## Task to carry out
Copy the rows below from the line with "Where can you see the brown leather" to the line with "point(974, 116)", requests included. Shift every coordinate in the answer points by adding 54 to each number, and leave the sample points in the requests unchanged.

** begin Records shown **

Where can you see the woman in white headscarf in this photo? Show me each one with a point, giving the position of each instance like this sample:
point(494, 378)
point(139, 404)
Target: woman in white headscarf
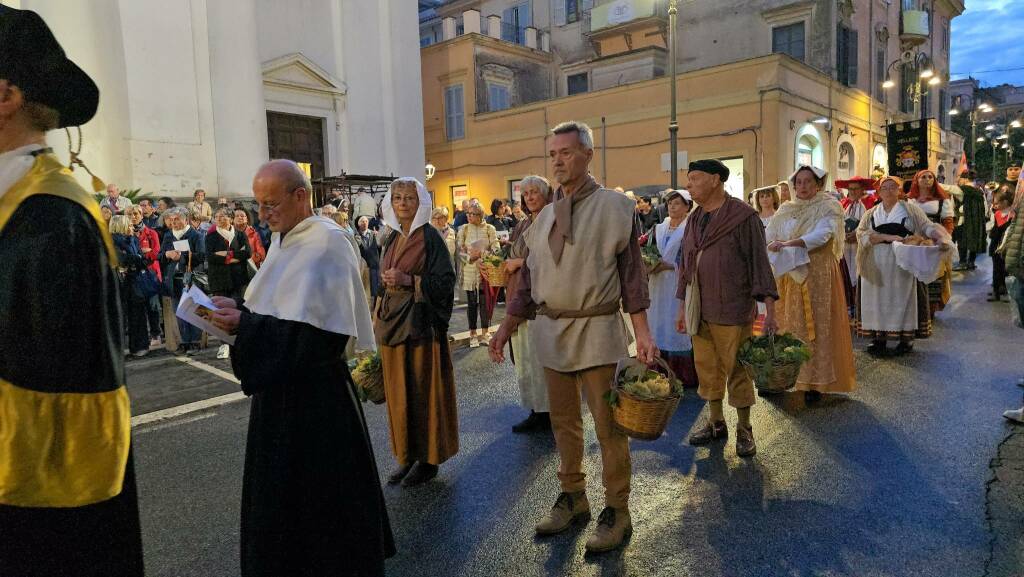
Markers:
point(805, 242)
point(411, 323)
point(663, 280)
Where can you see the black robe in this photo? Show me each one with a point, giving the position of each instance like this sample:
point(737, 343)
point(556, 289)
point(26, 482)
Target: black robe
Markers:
point(60, 332)
point(311, 500)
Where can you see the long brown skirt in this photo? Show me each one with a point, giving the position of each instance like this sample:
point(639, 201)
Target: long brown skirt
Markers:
point(419, 384)
point(830, 368)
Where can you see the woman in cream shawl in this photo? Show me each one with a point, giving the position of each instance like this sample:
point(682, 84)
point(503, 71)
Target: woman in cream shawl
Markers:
point(411, 324)
point(893, 304)
point(812, 300)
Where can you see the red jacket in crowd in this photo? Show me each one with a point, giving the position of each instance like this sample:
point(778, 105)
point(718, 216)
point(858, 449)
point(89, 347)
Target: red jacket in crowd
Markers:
point(256, 246)
point(148, 239)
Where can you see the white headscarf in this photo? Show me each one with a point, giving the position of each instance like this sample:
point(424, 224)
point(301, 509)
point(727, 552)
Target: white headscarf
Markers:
point(422, 213)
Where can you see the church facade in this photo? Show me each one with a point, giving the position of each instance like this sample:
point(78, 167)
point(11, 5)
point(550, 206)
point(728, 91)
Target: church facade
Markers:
point(197, 93)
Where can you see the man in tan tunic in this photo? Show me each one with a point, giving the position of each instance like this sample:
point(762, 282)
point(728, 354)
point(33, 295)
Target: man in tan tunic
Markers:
point(724, 250)
point(583, 265)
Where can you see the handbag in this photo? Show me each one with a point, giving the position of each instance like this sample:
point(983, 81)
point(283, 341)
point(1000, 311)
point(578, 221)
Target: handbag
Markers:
point(691, 305)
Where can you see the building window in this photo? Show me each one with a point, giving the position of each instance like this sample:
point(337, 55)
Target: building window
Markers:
point(880, 74)
point(944, 109)
point(498, 97)
point(908, 75)
point(578, 84)
point(809, 150)
point(846, 55)
point(514, 23)
point(571, 10)
point(788, 40)
point(846, 164)
point(454, 113)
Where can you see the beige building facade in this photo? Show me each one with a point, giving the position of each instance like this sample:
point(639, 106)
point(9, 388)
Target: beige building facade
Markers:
point(762, 85)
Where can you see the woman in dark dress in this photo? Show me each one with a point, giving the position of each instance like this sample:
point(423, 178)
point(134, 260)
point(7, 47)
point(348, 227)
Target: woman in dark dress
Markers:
point(227, 254)
point(130, 263)
point(411, 325)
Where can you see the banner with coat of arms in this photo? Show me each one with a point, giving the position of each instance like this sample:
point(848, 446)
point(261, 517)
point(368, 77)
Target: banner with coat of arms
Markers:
point(907, 148)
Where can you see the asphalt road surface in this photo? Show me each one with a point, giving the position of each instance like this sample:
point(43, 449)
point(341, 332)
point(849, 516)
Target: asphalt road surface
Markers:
point(888, 482)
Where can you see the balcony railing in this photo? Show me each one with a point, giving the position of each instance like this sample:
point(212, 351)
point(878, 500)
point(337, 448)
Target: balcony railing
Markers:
point(513, 33)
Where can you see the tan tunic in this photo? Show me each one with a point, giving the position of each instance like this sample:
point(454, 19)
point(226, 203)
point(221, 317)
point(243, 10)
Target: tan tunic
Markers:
point(586, 277)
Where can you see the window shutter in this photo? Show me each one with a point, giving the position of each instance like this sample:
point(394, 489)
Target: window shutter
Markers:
point(851, 56)
point(525, 14)
point(558, 12)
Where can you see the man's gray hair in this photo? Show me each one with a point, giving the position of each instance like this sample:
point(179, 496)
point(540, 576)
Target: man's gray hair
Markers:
point(583, 131)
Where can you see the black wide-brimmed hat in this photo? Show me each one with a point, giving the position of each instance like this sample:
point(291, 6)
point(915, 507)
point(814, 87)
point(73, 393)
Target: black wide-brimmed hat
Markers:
point(32, 58)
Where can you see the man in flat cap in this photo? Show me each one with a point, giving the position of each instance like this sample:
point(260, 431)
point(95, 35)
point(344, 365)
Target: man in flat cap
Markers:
point(1009, 183)
point(587, 235)
point(68, 502)
point(725, 260)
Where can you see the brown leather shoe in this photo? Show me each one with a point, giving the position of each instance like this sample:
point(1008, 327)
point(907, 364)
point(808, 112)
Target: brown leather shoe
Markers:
point(613, 527)
point(710, 431)
point(568, 508)
point(744, 442)
point(399, 474)
point(421, 474)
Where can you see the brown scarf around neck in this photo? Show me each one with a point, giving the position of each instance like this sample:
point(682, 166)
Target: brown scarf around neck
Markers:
point(561, 232)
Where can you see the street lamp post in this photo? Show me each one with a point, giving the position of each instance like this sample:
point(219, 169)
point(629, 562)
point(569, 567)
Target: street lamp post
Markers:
point(673, 125)
point(915, 89)
point(1010, 134)
point(974, 116)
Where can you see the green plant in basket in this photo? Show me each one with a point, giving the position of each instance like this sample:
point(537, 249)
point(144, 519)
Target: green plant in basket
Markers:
point(650, 255)
point(763, 354)
point(493, 260)
point(644, 383)
point(368, 373)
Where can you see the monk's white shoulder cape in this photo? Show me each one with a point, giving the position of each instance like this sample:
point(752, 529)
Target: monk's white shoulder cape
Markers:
point(313, 277)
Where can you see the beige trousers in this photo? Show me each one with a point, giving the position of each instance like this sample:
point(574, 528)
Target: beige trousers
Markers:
point(715, 348)
point(566, 421)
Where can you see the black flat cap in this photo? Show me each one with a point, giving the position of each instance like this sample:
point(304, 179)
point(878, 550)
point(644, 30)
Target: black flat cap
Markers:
point(32, 58)
point(711, 166)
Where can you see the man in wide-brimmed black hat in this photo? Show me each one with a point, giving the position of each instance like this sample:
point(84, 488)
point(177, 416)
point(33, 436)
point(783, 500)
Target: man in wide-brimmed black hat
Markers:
point(68, 501)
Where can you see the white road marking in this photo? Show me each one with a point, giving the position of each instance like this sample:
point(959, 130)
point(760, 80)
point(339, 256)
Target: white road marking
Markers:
point(203, 405)
point(150, 427)
point(173, 412)
point(210, 369)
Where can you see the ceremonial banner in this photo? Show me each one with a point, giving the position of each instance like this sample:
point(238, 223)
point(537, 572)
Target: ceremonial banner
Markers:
point(907, 148)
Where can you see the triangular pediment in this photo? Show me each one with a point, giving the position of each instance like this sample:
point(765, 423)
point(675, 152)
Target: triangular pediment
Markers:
point(296, 71)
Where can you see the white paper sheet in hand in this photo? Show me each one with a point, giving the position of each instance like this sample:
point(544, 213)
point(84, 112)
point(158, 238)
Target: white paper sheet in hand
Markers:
point(195, 308)
point(925, 262)
point(791, 259)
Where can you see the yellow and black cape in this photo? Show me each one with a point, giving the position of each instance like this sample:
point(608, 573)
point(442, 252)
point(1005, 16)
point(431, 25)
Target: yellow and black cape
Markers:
point(68, 500)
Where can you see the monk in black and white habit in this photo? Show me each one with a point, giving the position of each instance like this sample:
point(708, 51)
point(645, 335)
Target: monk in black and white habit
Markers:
point(311, 501)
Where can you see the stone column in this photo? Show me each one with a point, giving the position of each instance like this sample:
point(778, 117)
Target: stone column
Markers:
point(237, 82)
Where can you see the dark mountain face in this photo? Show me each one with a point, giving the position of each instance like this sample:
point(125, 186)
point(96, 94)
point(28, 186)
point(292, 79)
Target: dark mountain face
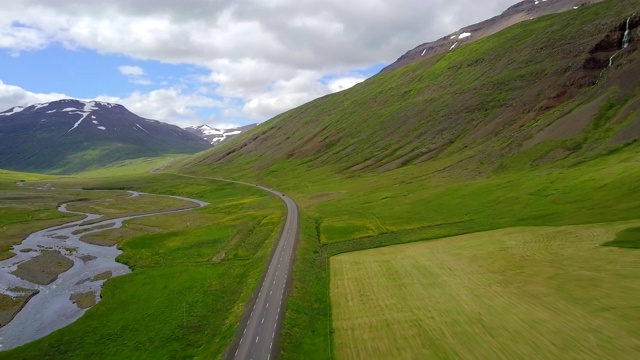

** end Records shown **

## Task output
Where can you see the brown leather shoe in this photo? Show me each one with a point, giving the position of each instance like this sample:
point(1008, 327)
point(907, 364)
point(808, 112)
Target: brown leather shoe
Markers:
point(667, 581)
point(764, 485)
point(622, 562)
point(798, 496)
point(453, 528)
point(475, 528)
Where can you see the brown scarf around neck in this photo? Show me each one with a point, giving the position of each instance like this sample:
point(682, 166)
Target: brown scarf around neck
Markers:
point(615, 286)
Where can you see the street lamp post in this photo? Show me each one with a point, giving the position of each instance like this sample:
point(219, 169)
point(629, 562)
point(569, 567)
Target: street lamp post
Markers:
point(727, 179)
point(969, 143)
point(1064, 188)
point(1028, 170)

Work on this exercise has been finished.